EXERCISE DETAILS: Count the lines below that contain the string "segment", treating uppercase and lowercase as different. Reply with the number alone.

[BEGIN EXTRACTED RECORDS]

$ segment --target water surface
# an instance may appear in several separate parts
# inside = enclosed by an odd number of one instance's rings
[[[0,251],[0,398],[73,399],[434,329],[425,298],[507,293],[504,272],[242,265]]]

[END EXTRACTED RECORDS]
[BEGIN EXTRACTED RECORDS]

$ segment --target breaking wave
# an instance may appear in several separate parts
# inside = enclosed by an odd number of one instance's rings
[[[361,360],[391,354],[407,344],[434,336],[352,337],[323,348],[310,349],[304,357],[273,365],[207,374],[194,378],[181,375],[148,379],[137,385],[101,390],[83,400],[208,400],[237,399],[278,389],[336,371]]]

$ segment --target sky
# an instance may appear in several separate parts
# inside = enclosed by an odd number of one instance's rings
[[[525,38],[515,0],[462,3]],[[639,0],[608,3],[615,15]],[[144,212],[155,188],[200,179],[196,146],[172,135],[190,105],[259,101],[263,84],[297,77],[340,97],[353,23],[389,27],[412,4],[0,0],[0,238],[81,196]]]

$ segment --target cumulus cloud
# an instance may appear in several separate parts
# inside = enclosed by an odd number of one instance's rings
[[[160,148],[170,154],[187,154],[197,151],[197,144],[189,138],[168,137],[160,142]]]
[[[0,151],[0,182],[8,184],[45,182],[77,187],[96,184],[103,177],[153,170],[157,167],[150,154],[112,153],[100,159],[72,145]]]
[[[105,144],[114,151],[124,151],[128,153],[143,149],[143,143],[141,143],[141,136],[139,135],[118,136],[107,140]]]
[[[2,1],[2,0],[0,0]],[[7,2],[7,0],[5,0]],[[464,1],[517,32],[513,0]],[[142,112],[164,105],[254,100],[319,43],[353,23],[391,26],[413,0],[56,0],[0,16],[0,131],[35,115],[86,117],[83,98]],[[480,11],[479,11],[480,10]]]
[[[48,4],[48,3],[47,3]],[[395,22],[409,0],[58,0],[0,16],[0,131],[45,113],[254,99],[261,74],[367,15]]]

[END EXTRACTED RECORDS]

ANSWER BELOW: 4